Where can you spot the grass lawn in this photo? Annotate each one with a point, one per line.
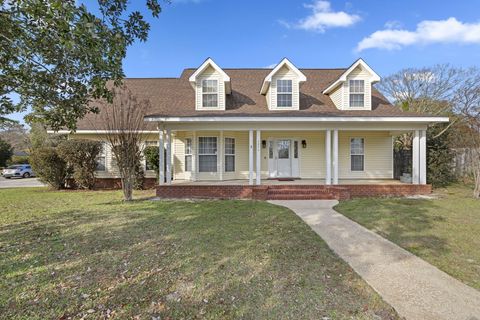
(89, 255)
(443, 231)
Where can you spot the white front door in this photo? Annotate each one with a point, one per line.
(283, 158)
(284, 161)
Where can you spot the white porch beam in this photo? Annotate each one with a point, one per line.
(169, 156)
(423, 157)
(335, 156)
(161, 158)
(415, 157)
(250, 157)
(328, 157)
(194, 157)
(220, 153)
(258, 164)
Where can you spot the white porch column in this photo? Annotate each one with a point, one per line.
(169, 156)
(415, 157)
(328, 157)
(335, 156)
(258, 164)
(194, 157)
(161, 158)
(220, 153)
(250, 157)
(423, 157)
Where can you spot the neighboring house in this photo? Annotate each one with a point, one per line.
(244, 132)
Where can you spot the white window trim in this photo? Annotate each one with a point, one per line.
(364, 95)
(197, 152)
(210, 93)
(350, 151)
(234, 154)
(284, 93)
(188, 154)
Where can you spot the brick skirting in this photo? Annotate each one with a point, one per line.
(290, 192)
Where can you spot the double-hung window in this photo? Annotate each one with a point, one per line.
(284, 93)
(148, 166)
(102, 158)
(229, 154)
(188, 154)
(357, 154)
(207, 154)
(209, 93)
(357, 93)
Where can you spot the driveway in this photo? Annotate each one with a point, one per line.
(19, 183)
(415, 288)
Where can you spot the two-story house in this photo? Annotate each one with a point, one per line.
(276, 133)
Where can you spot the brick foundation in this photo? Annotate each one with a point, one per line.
(290, 192)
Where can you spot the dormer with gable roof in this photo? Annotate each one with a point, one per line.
(353, 89)
(211, 86)
(281, 86)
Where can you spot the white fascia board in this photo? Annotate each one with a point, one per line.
(291, 66)
(205, 65)
(343, 77)
(94, 131)
(297, 119)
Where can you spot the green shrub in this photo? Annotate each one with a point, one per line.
(151, 157)
(81, 155)
(439, 157)
(6, 151)
(50, 167)
(19, 160)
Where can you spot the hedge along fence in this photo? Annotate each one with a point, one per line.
(70, 158)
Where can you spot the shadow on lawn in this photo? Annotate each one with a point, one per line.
(407, 222)
(179, 259)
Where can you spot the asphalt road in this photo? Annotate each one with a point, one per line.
(19, 183)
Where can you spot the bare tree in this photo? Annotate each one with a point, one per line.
(442, 90)
(123, 124)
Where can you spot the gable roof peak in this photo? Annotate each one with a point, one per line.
(281, 64)
(353, 66)
(210, 63)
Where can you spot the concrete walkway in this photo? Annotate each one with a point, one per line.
(415, 288)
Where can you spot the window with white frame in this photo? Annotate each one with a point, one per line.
(188, 154)
(357, 93)
(102, 158)
(284, 93)
(357, 154)
(229, 154)
(209, 93)
(207, 154)
(149, 167)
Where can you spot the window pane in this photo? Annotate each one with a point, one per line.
(207, 163)
(229, 163)
(357, 162)
(188, 146)
(284, 86)
(357, 86)
(209, 86)
(207, 145)
(210, 100)
(284, 100)
(229, 146)
(356, 100)
(188, 163)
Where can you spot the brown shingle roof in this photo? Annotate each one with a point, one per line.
(175, 97)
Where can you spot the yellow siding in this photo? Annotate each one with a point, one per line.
(378, 155)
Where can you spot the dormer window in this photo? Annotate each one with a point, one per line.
(209, 93)
(357, 93)
(284, 93)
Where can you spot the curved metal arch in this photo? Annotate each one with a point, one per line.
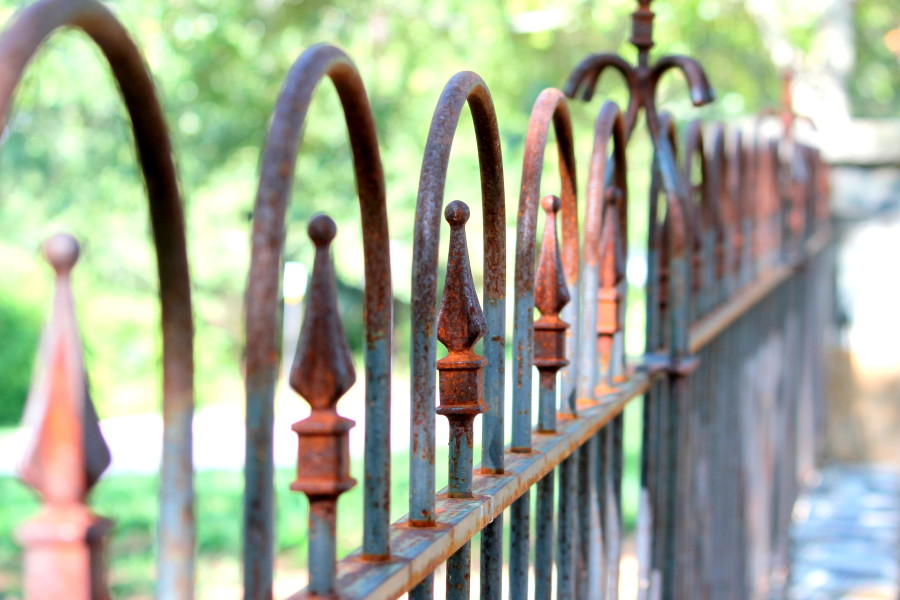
(18, 45)
(463, 88)
(263, 312)
(668, 243)
(605, 191)
(551, 106)
(586, 76)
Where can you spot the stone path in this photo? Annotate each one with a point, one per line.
(846, 536)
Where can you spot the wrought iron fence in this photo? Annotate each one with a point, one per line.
(737, 304)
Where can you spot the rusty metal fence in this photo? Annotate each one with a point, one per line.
(737, 304)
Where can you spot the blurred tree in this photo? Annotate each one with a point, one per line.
(69, 161)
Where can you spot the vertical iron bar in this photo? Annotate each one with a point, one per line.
(458, 568)
(492, 560)
(565, 539)
(519, 546)
(543, 560)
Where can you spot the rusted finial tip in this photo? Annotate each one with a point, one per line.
(551, 203)
(61, 251)
(614, 195)
(457, 213)
(322, 230)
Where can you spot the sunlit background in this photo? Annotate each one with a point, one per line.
(68, 164)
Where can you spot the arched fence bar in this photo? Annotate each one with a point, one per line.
(729, 387)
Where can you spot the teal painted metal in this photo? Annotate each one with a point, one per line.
(736, 262)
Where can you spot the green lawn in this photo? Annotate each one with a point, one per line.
(131, 501)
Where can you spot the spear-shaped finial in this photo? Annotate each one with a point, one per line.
(66, 456)
(460, 321)
(642, 30)
(322, 372)
(460, 324)
(551, 295)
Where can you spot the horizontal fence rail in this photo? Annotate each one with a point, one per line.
(739, 272)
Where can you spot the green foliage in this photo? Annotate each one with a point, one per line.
(21, 328)
(875, 82)
(219, 69)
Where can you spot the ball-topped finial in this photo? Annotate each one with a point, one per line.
(551, 203)
(457, 213)
(322, 230)
(62, 251)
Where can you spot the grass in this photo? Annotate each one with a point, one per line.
(131, 502)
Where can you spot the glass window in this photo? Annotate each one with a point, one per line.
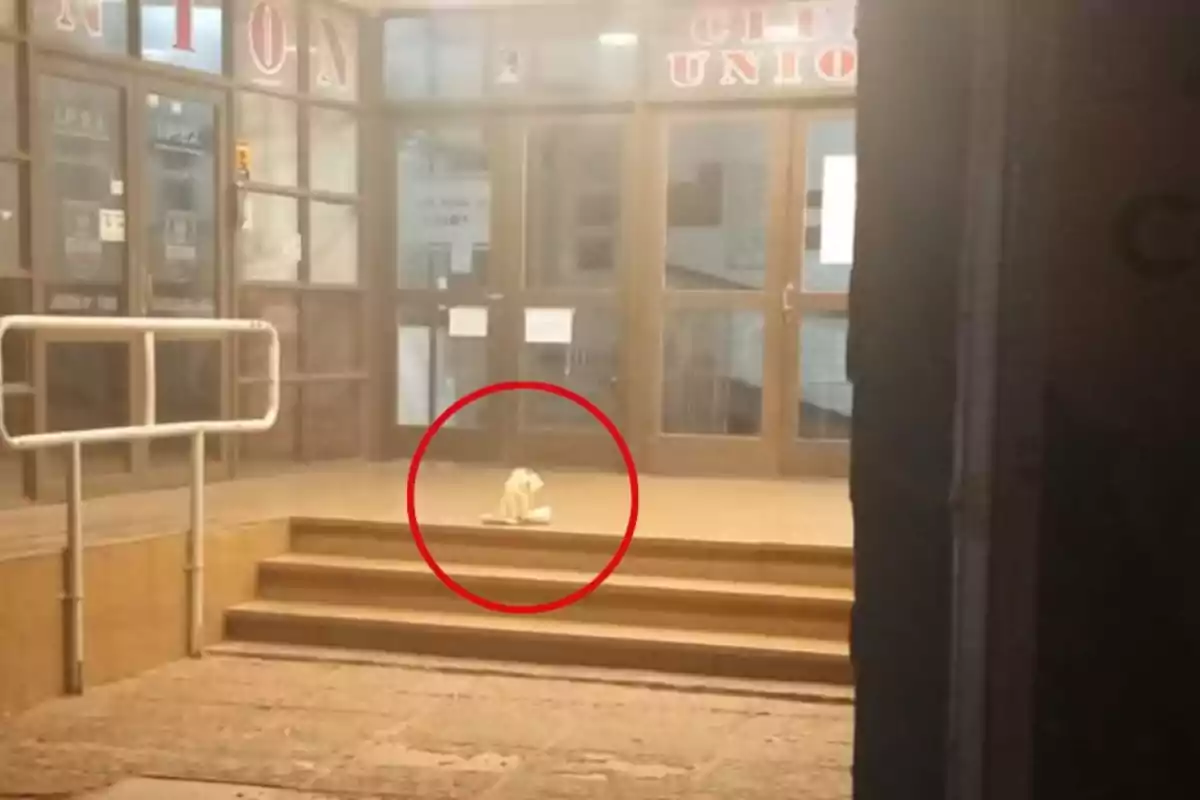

═══

Report every line of the records above that contains the word "lawn", copying each one in full. Case counts.

Where can you spot the grass lawn in this photo? Annotate each one with a point, one per line.
Where can you spot the shadow on lawn in this photo? Annotate each one with a point, one per line.
Where can you spot the green lawn in this photo? Annotate each one with a point, one per line.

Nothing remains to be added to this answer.